→ **Exercise**
Transcribe the stretch of the forum post about death and "dead ringers" from "Correction: I fucked" through "correcting my mistake.".

Posted: Aug 27, 2010 1:03 pm
by rEvolutionist
Mr.Samsa wrote:
Mr.Samsa wrote:
rEvolutionist wrote:
Something I've become more interested in of late regarding medicine/philosophy(?) is the concept of "death". The history of being "declared dead"; when exactly (or not) does death occur?; what boundaries does one think medicine will push in the future regarding the point of death. Something like that. :dunno:


:nod: That would be interesting. It would be good to look at the pewter poisoning cases from centuries ago that would induce a state of death in the whiskey drinkers of the town. After discovering claw marks on the inside of numerous coffins during a shifting of the local cemetery, they started putting people on the "graveyard shift" to dig up any graves where the bell would ring (attached by string to the "dead" person's toe) but most would end up as "dead ringers".


Correction: I fucked up. I mixed up the fake story with the real one (Snopes). The term dead ringer comes from horse racing, "dead" meaning "absolute" and "ringer" being a lookalike - so a dead ringer is when a horse is swapped to cheat in the races. :doh:

Thanks to TimONeill for correcting my mistake.


Yeah, "dead ringer" in Australia usually means identical or look-alike.

→ **Dataset entries**
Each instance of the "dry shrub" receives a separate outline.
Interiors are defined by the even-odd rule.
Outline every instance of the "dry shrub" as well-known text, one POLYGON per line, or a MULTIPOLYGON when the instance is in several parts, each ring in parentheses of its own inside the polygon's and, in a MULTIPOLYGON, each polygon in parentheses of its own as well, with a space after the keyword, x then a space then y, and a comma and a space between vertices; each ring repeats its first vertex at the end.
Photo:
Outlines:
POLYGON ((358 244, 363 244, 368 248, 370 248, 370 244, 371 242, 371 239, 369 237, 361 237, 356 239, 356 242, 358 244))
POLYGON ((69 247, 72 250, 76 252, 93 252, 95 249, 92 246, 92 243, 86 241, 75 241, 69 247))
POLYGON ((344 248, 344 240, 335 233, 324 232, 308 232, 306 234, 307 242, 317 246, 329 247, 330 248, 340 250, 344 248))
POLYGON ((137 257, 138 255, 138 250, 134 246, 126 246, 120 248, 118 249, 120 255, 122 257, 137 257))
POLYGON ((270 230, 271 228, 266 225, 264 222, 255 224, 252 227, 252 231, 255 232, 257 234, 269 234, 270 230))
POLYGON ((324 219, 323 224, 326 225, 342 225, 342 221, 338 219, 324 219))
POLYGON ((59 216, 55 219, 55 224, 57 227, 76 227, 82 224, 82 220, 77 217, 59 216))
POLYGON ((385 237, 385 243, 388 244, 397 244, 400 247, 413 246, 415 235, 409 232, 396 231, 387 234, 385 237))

→ **Written response**
Correction: I fucked up. I mixed up the fake story with the real one (Snopes). The term dead ringer comes from horse racing, "dead" meaning "absolute" and "ringer" being a lookalike - so a dead ringer is when a horse is swapped to cheat in the races. :doh:

Thanks to TimONeill for correcting my mistake.